* **EXCERPTED TEXT**:
****

Regarding your low-salt diet may not be healthiest article...

I have essential hypertension (and I'm only in my 20's). My BP is 160/106 (untreated/no medication) From everything that I've learned, doctors don't know much about blood pressure and health...most of it is guess work. All the physiological mechanisms don't seem to reveal much when applied. Most people who have high blood pressure have primary or essential HTN (idiopathic).

The word "idiopathic" is used alot. The medical word "idiopathic" simply means "unknown origin" and that describes most of the common systemic diseases. Only a small percentage of the population of sick people actually have secondary disease (that is a disease caused by a known factor---which can be another disease, a drug or food, allergies, etc.)

But I must admit, even though my HTN is not the result of a high salt diet, my blood pressure is lower when I do maintain a salt intake of under 1000mg/day for about a 1 month period (RDI=2500mg/day). Of course, taking Ca++ channel blockers lower my BP more....but dietary restriction does help.

****

* **MATERIAL PROVIDED**:
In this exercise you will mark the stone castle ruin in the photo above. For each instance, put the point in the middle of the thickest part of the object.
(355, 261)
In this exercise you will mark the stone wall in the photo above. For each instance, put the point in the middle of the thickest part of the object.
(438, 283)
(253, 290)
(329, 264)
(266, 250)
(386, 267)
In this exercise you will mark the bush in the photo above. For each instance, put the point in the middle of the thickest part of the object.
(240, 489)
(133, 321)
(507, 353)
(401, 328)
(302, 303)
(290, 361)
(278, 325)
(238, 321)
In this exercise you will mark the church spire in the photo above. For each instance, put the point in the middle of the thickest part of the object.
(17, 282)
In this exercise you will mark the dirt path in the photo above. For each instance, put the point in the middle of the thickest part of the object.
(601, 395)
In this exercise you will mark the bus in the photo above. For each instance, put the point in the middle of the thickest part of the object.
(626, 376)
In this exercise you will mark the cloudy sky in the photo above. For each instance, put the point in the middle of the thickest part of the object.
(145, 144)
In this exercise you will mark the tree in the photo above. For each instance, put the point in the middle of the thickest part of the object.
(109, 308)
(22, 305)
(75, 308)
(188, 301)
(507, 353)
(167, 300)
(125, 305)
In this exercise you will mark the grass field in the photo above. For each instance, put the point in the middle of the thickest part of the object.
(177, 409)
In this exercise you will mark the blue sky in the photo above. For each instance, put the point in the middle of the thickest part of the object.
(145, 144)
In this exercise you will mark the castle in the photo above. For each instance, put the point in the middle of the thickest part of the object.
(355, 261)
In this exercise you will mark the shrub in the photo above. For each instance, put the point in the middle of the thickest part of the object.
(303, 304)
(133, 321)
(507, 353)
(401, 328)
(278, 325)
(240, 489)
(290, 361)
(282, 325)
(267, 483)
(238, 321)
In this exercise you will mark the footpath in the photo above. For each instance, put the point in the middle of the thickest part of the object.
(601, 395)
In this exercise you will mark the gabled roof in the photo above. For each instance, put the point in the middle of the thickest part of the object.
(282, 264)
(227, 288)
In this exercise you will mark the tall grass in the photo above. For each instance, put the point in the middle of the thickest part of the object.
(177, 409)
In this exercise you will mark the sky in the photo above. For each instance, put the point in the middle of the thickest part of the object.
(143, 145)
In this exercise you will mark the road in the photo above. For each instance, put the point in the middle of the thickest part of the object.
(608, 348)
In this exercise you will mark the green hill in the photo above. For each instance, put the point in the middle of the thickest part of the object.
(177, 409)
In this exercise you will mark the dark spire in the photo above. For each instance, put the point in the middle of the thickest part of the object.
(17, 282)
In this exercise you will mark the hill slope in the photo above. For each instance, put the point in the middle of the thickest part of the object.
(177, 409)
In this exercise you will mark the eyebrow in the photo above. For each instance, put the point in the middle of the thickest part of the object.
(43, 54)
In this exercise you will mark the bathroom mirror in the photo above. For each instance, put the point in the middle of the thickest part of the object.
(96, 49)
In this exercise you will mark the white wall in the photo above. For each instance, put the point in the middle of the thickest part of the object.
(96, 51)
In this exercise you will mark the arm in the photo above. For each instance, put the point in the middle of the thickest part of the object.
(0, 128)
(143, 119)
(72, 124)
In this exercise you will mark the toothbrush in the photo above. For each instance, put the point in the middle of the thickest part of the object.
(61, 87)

****

* **TASKS TO CARRY OUT**:
a) Copy the hypertension comment between "Regarding your low-salt" and "essential HTN (idiopathic).", inclusive, renaming "doctors" as "physicians".
b) In the hypertension comment, what daily salt intake does the writer say lowers their blood pressure?
The material above comes from a separate source and has no connection to the hypertension comment.

* **ANSWERS BY TASK**:
a)
Regarding your low-salt diet may not be healthiest article...

I have essential hypertension (and I'm only in my 20's). My BP is 160/106 (untreated/no medication) From everything that I've learned, physicians don't know much about blood pressure and health...most of it is guess work. All the physiological mechanisms don't seem to reveal much when applied. Most people who have high blood pressure have primary or essential HTN (idiopathic).

b) Under 1000mg per day, maintained for about a month.